PAGE TEXT -
------------------------

A new collaborative study – recently published in the journal Cellular Immunology - between Trinity's School of Medicine and the Trinity College Institute of Neuroscience (TCIN) is closing the research gap on the actions of an important protein of the immune system; type 1 interferon, whose actions remain poorly understood [Monday, July 3rd 2023].
Type one interferons are cytokines responsible for killing viruses, including COVID-19. Cytokines are small proteins that are crucial in controlling the growth and activity of other immune and blood cells. When released, they signal the immune system to do its job.
Although cytokines play a positive, protective role, many patients suffer from diseases where chronic production of type 1 interferons make them sick. These include persons with the auto-immune disease systemic lupus erythematosus (SLE) and people suffering with chronic tuberculosis (TB).
It is not known though how type one 1 interferons impair the ability of the immune system to fight bacterial infection.
Dr Gina Leisching, Senior Research Fellow, Clinical Medicine, School of Medicine has led the group to study the influence of type 1 interferons on the immune system, using an animal model. This study demonstrates that type 1 interferon treatment induces an inflammatory state characterized by the increased production of white cells, and inflammatory intermediate metabolites as well as immune cell metabolic rewiring - which interferes with the ability of macrophages to fight bacteria.
Specifically, the group have identified type one interferons as impairing the metabolic response to Mycobacterium tuberculosis, the bacteria that causes TB.

------------------------

RECORDS SHOWN -
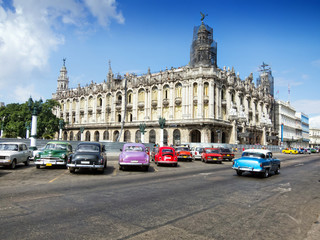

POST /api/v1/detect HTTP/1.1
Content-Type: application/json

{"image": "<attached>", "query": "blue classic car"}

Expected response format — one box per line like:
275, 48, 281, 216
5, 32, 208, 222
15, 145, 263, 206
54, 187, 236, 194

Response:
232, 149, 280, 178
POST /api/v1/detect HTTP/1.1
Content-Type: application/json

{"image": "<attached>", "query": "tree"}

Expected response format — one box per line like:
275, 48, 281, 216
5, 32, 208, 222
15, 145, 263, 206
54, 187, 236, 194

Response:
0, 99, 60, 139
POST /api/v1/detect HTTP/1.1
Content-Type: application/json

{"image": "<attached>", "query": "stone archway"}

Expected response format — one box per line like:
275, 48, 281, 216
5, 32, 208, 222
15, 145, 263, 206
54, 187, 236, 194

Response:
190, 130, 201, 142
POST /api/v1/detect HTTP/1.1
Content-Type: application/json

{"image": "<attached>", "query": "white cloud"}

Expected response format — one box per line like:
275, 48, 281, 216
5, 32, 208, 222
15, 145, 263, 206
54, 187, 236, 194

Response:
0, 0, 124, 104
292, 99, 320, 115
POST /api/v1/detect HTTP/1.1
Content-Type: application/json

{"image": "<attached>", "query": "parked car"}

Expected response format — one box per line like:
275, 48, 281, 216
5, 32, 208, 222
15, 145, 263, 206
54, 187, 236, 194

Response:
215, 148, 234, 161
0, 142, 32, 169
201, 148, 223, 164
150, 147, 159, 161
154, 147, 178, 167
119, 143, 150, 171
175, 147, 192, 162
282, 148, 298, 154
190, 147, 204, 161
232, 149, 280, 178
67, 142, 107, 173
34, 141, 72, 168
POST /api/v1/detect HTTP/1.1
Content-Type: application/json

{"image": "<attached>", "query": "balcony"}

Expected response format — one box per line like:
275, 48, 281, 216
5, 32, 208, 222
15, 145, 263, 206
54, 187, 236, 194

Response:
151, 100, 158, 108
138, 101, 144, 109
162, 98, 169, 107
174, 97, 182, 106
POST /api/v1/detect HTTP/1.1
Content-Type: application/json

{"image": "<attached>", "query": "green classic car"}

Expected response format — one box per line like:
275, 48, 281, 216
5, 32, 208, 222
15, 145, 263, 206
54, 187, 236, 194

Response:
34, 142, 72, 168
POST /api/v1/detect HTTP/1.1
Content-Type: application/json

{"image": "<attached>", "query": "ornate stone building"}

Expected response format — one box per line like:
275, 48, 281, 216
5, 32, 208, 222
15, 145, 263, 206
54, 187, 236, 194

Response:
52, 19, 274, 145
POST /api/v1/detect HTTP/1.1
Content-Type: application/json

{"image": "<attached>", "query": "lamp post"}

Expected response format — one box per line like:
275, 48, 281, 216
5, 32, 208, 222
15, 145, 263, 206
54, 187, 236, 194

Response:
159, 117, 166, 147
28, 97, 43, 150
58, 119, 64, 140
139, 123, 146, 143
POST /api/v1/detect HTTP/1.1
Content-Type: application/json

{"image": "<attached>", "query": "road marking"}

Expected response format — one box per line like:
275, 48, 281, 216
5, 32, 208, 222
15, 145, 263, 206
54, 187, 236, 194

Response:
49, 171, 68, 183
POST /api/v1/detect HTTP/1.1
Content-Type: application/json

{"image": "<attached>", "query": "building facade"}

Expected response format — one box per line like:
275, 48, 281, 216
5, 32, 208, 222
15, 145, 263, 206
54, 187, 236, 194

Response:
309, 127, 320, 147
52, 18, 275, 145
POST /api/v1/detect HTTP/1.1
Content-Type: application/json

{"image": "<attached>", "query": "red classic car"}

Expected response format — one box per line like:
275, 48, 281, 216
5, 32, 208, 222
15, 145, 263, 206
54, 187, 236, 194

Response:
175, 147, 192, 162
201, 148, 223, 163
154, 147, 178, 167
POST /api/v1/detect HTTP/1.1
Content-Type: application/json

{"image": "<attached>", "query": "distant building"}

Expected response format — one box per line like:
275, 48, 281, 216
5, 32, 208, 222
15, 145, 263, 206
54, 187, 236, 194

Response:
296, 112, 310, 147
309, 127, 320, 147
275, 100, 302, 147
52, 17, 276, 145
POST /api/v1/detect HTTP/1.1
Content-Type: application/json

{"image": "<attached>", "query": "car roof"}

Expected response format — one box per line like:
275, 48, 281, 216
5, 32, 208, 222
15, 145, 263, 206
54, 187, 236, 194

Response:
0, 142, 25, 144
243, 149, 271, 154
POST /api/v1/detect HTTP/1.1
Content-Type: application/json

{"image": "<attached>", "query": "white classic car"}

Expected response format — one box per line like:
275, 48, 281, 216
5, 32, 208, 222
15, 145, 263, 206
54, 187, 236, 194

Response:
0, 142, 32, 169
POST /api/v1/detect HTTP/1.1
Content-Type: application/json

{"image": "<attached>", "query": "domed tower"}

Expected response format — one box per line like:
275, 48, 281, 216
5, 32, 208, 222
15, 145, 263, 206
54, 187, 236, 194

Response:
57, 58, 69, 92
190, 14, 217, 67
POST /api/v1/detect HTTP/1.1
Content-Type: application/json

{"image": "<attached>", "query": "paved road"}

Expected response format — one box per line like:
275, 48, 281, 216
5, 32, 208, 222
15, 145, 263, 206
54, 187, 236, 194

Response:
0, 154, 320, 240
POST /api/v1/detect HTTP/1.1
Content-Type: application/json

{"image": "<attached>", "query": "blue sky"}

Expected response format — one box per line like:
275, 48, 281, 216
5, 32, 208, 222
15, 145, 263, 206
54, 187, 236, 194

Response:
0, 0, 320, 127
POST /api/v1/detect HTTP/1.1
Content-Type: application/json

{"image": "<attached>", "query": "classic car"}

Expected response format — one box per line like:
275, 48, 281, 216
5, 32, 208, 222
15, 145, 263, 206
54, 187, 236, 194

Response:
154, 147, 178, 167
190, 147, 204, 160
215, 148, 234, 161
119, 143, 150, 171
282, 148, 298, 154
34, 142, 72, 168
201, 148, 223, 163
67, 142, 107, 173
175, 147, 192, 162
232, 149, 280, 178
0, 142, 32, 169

------------------------

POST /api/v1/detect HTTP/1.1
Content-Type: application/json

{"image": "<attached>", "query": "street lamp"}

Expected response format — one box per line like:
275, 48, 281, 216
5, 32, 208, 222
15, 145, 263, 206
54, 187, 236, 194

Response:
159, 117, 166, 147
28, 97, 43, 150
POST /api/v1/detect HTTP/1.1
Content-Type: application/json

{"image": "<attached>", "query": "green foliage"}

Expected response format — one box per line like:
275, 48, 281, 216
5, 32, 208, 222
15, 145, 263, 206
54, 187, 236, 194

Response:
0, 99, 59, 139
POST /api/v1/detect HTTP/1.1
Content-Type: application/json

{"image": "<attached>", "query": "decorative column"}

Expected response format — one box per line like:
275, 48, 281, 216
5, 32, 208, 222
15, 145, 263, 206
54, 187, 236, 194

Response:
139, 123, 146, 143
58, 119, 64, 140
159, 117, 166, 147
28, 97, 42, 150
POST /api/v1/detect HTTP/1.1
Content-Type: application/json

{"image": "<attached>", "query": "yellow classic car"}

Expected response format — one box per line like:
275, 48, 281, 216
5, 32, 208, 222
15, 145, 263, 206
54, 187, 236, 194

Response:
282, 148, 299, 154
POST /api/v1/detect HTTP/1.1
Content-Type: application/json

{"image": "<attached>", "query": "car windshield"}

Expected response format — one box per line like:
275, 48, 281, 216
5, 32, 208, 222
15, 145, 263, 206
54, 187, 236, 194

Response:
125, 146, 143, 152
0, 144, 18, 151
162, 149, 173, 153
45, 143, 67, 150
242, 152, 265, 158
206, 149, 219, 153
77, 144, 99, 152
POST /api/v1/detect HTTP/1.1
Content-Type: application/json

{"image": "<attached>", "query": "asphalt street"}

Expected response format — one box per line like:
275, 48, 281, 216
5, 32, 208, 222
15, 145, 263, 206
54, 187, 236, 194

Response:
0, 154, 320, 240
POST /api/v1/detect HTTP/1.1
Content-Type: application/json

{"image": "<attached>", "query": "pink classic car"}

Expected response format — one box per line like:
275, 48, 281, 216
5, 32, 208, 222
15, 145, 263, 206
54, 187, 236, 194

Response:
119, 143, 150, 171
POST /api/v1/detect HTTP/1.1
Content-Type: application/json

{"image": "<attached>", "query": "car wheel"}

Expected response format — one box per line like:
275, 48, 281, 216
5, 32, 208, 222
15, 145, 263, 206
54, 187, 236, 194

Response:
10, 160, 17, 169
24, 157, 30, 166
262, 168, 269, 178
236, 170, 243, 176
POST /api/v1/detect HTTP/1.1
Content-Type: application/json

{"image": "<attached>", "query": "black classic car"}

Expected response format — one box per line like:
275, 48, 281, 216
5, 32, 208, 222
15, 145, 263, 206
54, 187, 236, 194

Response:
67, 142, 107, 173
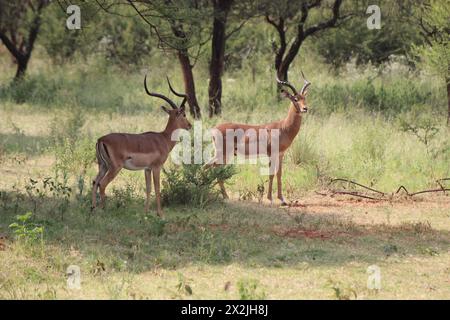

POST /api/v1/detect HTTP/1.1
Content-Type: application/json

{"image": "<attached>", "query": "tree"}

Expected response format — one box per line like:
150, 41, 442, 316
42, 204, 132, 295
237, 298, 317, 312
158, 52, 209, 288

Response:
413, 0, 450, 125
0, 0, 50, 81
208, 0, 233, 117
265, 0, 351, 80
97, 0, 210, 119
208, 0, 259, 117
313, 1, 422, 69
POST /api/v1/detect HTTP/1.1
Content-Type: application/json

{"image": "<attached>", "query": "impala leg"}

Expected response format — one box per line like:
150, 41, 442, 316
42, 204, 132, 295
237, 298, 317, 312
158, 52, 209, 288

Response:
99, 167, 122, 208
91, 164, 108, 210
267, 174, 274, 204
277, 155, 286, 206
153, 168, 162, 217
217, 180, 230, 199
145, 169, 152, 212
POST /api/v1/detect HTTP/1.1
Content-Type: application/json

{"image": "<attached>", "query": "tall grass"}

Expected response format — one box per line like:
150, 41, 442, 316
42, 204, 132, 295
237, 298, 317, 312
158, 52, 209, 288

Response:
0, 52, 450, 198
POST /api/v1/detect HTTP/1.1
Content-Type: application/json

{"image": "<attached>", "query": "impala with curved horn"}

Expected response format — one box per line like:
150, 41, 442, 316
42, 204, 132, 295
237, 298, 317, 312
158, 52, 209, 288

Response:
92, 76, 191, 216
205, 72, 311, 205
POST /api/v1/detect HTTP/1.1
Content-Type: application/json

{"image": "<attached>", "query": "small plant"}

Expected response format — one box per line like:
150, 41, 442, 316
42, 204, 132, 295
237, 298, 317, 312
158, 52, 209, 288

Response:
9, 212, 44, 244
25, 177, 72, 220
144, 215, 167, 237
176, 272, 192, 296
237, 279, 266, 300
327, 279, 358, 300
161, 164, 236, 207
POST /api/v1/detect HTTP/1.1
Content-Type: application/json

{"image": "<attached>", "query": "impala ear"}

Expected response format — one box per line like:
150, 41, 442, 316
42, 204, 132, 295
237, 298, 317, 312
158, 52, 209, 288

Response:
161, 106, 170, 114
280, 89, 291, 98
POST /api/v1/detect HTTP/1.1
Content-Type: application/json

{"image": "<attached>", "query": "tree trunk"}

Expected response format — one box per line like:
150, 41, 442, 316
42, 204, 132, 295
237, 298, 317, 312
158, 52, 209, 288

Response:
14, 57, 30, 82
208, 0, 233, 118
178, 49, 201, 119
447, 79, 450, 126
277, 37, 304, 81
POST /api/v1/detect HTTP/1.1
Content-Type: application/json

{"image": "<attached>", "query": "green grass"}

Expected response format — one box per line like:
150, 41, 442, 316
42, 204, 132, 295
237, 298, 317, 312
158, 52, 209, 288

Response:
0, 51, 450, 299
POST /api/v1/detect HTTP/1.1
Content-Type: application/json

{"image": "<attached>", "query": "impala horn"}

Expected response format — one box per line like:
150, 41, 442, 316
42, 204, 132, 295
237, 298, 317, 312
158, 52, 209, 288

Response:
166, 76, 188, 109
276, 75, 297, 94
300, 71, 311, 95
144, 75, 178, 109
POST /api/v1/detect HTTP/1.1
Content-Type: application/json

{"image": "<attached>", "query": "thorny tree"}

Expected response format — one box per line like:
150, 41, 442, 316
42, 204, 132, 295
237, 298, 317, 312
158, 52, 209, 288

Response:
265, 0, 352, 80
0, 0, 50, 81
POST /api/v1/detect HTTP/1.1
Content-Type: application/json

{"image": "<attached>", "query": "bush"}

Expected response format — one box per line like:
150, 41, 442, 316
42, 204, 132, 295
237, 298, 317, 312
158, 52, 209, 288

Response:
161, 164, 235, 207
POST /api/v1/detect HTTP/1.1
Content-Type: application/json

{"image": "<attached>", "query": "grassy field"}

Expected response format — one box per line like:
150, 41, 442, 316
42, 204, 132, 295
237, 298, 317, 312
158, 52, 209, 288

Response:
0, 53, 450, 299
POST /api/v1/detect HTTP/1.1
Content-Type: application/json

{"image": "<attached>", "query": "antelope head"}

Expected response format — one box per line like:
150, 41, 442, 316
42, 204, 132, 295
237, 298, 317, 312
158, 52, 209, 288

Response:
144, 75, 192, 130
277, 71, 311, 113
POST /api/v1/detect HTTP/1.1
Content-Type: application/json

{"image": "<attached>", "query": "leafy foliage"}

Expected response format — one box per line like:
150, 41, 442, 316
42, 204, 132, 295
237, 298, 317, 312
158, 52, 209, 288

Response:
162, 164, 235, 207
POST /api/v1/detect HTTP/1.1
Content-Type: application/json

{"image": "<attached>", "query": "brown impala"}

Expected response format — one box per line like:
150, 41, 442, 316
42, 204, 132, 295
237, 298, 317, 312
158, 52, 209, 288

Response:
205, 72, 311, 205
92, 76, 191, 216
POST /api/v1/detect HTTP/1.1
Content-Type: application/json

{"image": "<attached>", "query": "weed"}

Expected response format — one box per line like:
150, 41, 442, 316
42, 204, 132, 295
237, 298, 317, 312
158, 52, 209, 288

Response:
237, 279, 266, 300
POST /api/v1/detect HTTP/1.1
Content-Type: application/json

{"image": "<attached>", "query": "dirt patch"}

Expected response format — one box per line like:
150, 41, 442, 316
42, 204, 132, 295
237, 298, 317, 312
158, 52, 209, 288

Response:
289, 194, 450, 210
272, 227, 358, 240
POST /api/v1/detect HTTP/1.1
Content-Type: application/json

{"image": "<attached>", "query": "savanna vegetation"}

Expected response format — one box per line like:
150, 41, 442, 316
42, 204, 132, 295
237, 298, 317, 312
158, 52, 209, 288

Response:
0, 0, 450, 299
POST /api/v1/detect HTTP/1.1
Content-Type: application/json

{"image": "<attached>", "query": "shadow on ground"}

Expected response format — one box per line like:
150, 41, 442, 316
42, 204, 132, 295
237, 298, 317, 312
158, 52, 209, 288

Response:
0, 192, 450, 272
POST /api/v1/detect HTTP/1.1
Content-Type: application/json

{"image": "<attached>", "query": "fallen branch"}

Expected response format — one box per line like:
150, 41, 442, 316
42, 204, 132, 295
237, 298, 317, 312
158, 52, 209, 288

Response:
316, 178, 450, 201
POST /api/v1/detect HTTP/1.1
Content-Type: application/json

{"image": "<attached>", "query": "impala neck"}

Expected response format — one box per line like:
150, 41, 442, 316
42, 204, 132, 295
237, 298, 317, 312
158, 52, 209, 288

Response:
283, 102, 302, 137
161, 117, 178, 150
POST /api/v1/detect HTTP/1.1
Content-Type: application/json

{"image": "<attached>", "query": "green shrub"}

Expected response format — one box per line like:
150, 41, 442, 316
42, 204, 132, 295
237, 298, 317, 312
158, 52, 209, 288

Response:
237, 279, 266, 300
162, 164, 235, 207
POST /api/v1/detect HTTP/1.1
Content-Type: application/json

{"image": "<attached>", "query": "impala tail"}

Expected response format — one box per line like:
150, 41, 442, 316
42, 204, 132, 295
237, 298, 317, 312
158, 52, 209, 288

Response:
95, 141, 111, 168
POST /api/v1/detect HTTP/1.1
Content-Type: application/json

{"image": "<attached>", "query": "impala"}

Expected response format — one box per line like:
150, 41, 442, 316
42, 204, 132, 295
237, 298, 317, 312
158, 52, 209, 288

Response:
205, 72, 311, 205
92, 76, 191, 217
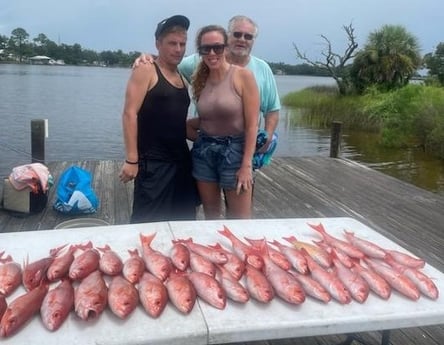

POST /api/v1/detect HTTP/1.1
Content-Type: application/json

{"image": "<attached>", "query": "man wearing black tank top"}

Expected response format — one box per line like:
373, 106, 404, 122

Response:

------------------------

ABOUT THIS TASK - Decide whether each statement agrees with the article on type 1 interferons, answering yes or no and quoting the deciding words: 1. Type one interferons are cytokines that kill viruses, including COVID-19. 2. The study of type 1 interferons was carried out in human patients. 3. The study appeared in the journal Cellular Immunology. The entries have nothing to do with the article on type 1 interferons.

RESULT FOR THIS TASK -
1. Yes: "Type one interferons are cytokines responsible for killing viruses, including COVID-19."
2. No: "using an animal model"
3. Yes: "recently published in the journal Cellular Immunology"